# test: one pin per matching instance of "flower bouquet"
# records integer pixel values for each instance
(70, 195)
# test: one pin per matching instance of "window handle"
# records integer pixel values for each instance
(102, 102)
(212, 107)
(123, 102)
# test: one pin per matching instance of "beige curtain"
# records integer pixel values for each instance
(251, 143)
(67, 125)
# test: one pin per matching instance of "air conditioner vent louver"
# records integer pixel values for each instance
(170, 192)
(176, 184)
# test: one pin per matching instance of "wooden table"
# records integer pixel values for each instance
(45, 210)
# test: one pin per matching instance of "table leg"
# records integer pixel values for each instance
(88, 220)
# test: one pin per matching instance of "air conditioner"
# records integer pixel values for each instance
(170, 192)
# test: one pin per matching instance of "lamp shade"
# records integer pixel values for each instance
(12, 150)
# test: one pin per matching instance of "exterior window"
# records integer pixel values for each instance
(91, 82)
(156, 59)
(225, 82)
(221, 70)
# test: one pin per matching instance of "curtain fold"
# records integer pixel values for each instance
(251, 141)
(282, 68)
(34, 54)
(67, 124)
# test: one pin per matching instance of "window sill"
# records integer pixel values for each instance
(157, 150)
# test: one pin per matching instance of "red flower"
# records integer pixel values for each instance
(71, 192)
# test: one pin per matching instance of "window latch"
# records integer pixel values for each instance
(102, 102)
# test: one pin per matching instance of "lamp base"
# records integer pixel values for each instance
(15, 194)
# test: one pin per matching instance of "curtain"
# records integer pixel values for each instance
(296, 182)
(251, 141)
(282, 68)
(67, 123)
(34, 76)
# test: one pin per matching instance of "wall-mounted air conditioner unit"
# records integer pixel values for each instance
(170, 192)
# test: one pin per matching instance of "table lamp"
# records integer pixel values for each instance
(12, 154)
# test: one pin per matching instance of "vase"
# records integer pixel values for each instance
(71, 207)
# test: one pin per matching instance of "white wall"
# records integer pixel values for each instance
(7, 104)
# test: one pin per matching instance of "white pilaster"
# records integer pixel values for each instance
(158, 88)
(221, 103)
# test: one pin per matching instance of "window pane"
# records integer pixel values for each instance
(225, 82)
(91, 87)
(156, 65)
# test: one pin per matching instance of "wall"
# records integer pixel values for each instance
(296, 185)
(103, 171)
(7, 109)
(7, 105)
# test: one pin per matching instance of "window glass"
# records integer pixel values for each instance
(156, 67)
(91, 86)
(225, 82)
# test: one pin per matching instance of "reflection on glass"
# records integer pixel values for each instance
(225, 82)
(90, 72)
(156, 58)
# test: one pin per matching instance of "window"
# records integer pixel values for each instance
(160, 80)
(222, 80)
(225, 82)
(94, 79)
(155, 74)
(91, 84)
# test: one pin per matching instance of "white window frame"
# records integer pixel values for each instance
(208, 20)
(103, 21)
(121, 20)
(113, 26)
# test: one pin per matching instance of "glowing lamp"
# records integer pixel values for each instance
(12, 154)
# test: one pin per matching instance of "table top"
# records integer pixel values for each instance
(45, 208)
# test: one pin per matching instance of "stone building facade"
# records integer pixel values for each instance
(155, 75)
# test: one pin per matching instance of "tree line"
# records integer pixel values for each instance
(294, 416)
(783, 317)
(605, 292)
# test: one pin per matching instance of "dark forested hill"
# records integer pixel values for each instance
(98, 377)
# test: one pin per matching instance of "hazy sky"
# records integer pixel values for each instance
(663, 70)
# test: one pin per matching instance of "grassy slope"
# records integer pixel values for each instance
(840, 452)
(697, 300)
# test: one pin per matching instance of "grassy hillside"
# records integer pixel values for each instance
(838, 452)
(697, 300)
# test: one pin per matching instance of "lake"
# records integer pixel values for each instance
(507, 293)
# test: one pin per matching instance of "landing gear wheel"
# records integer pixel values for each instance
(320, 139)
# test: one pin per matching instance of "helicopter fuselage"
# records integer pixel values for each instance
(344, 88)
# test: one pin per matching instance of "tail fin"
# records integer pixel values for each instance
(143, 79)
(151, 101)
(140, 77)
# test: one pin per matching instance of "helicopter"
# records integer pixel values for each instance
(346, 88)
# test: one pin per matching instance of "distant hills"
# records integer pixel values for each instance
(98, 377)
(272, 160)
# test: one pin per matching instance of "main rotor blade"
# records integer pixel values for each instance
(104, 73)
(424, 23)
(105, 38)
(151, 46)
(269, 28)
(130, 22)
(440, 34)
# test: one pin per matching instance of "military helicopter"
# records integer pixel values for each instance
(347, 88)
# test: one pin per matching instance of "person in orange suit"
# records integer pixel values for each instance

******************************

## Request
Reproduce every record above exactly as it appears.

## Task output
# test: one pin per matching instance of "flower bouquet"
# records integer pixel values for each instance
(70, 195)
# test: one pin per matching instance of "window handle"
# records integer pixel values for each instance
(102, 102)
(212, 107)
(123, 102)
# test: one pin per matching instance of "beige curtain"
# records integer pixel values for each instance
(251, 143)
(67, 125)
# test: one pin per matching instance of "air conditioner vent louver"
# records integer pixel values for each instance
(170, 192)
(176, 184)
# test: one pin per matching instance of "wooden table"
# records integer pixel values for each instance
(45, 210)
# test: one pin per matching instance of "table leg"
# records integer pixel values for each instance
(88, 220)
# test: one pin per matching instance of "air conditioner"
# records integer pixel values for each instance
(170, 192)
# test: one pin per matching instance of "lamp shade"
# records integer pixel values for each instance
(12, 150)
# test: one pin per matching instance of "exterior window"
# records integer pixel values for each instance
(91, 82)
(156, 59)
(225, 82)
(221, 70)
# test: one pin per matching instance of "curtain fold"
# records integer pixel values for each instance
(251, 141)
(282, 68)
(34, 54)
(67, 124)
# test: one pin per matching instance of "window sill"
# records integer pixel values for each instance
(157, 150)
# test: one pin per matching instance of "red flower"
# records integer pixel values for each instance
(71, 192)
# test: one pin per matching instance of "window latch"
# records integer pixel values for each instance
(102, 102)
# test: one pin per matching instance of "lamp base"
# records integer pixel values for each instance
(15, 194)
# test: one pin per matching instance of "curtain"
# records integer pixel values for each instance
(296, 182)
(251, 141)
(282, 68)
(67, 123)
(34, 76)
# test: one pin per matching instance of "wall-mounted air conditioner unit"
# records integer pixel values for each instance
(170, 192)
# test: one pin per matching instance of "table lamp"
# records integer pixel values for each instance
(12, 154)
# test: one pin per matching instance of "vase"
# records integer pixel values for each instance
(71, 207)
# test: one pin per matching instance of "white wall"
# records integer pixel values for each instance
(7, 104)
# test: one pin per matching instance of "white pilaster"
# records integer pixel values for each instance
(158, 88)
(221, 103)
# test: one pin per matching instance of "window pane"
# records integer pixel values for each instance
(225, 82)
(91, 87)
(156, 65)
# test: one pin per matching instance of "wall"
# records integer pixel values for each instance
(296, 185)
(103, 171)
(7, 109)
(7, 105)
# test: one pin per matching instance of "window glass"
# records integer pixel values for each instance
(156, 67)
(91, 86)
(225, 82)
# test: one pin per matching instance of "reflection on glass"
# records integer pixel values for each instance
(225, 82)
(90, 72)
(156, 58)
# test: one pin per matching instance of "window"
# records integer pixel values for each instance
(160, 80)
(222, 80)
(225, 82)
(94, 79)
(155, 74)
(91, 84)
# test: one pin per matching instance of "white window frame"
# records integer pixel values for each instance
(208, 20)
(103, 21)
(121, 20)
(113, 26)
# test: one pin per matching instance of "glowing lamp"
# records integer pixel values for each instance
(12, 154)
# test: one pin per matching instance of "table top"
# records integer pixel values for each instance
(45, 208)
# test: one pin per matching instance of "stone building facade"
# records integer pixel values for each instance
(155, 75)
# test: one pin per matching instance of "tree line"
# records integer pixel values for each instance
(294, 416)
(783, 317)
(605, 292)
# test: one pin per matching instance of "dark forested hill"
# records integer pixel values for each instance
(98, 377)
# test: one pin per matching instance of "hazy sky"
# records integer pixel values for each instance
(663, 70)
# test: one pin per matching instance of "grassy slope"
# records integer pixel values for each instance
(840, 452)
(697, 300)
# test: one pin per matching instance of "grassy hillside"
# records integer pixel values for each instance
(838, 452)
(697, 300)
# test: one pin per matching instance of "lake"
# records integer pixel values for each instance
(507, 293)
# test: one pin per matching instance of "landing gear wheel"
# records integer pixel values for each instance
(320, 139)
# test: one pin per matching instance of "helicopter fuselage"
# records integer pixel values for each instance
(344, 88)
# test: one pin per matching instance of "tail fin"
# records integer pixel values for each instance
(143, 79)
(151, 101)
(140, 77)
# test: one pin per matching instance of "helicopter"
# records integer pixel values for each instance
(346, 88)
# test: one pin per matching instance of "distant hills"
# records integer pixel values for each instance
(98, 377)
(272, 160)
# test: one pin per matching instance of "main rotor blade"
# records integer pixel values for each instance
(104, 73)
(424, 23)
(105, 38)
(151, 46)
(269, 28)
(130, 22)
(440, 34)
# test: one pin per matching instance of "military helicopter"
# records integer pixel values for each instance
(347, 88)
# test: one pin per matching instance of "person in orange suit"
# records integer pixel values for each instance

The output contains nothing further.